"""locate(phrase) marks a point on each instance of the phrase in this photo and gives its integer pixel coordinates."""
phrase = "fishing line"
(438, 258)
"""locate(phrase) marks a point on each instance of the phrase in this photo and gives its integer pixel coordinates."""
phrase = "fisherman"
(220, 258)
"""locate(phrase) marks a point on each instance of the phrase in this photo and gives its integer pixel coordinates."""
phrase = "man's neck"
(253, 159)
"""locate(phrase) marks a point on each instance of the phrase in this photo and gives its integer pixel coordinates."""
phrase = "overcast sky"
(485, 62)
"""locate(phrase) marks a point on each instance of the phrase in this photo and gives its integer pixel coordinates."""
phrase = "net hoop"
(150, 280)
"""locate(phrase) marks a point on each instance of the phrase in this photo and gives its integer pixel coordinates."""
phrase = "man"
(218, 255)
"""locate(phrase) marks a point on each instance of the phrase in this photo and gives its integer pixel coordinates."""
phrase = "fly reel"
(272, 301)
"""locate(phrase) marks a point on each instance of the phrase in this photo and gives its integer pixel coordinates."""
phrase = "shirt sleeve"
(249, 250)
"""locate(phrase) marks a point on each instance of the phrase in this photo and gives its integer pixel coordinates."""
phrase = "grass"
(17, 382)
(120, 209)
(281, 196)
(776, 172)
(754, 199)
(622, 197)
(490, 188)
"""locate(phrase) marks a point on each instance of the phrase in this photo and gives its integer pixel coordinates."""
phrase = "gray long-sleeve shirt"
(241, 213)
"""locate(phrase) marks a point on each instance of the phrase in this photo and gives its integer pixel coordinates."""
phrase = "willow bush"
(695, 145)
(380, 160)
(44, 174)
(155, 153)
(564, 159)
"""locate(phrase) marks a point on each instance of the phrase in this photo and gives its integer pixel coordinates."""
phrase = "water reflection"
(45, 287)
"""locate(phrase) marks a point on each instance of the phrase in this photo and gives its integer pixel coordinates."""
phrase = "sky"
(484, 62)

..............................

- Aim of the exercise: Return the listing above exactly, line for line.

- Response to the task:
"""locate(phrase) marks a point on each instance of the phrase in this photo and gives its integer pixel coordinates."""
phrase = "fishing line"
(438, 258)
"""locate(phrase) marks a point on each instance of the phrase in this photo and gives its integer pixel coordinates."""
phrase = "fisherman"
(220, 258)
"""locate(phrase) marks a point on each instance of the phrase in this photo and gives its integer pixel coordinates."""
phrase = "man's neck"
(253, 159)
"""locate(phrase) marks a point on each instance of the phrase in this photo and gives its integer pixel coordinates."""
phrase = "overcast sky"
(485, 62)
"""locate(phrase) marks a point on each instance of the phrase in this photo and gives its integer pixel coordinates."""
phrase = "net hoop"
(150, 280)
"""locate(phrase) marks a point on each instance of the phrase in this photo and gives its integer pixel coordinates."""
phrase = "man"
(218, 255)
"""locate(phrase) marks a point on each instance of the phrase in this photo and gives its integer pixel coordinates."""
phrase = "fly reel"
(272, 301)
"""locate(phrase) marks a point on each instance of the phrase in this photo and gives its integer pixel coordinates."""
phrase = "shirt sleeve"
(249, 250)
"""locate(phrase) marks a point on each instance of the phrase in this photo and gives its integer pixel coordinates."""
phrase = "grass"
(17, 382)
(120, 209)
(281, 196)
(776, 172)
(754, 199)
(622, 197)
(490, 188)
"""locate(phrase) marks a point on each instance of the phrase in this photo and gives its integer pixel coordinates."""
phrase = "gray long-sleeve shirt"
(241, 213)
"""locate(phrase) marks a point on each instance of the phrase in this photo and gives its integer pixel coordinates."""
phrase = "willow bush"
(695, 145)
(380, 160)
(44, 174)
(155, 153)
(564, 159)
"""locate(phrase) marks a point on each instance of the phrase in this photo and gives its integer pixel coordinates."""
phrase = "water reflection"
(45, 287)
"""locate(phrase) marks a point on each instance of the phrase in this photo and gives its integer pixel coordinates."""
phrase = "sky"
(484, 62)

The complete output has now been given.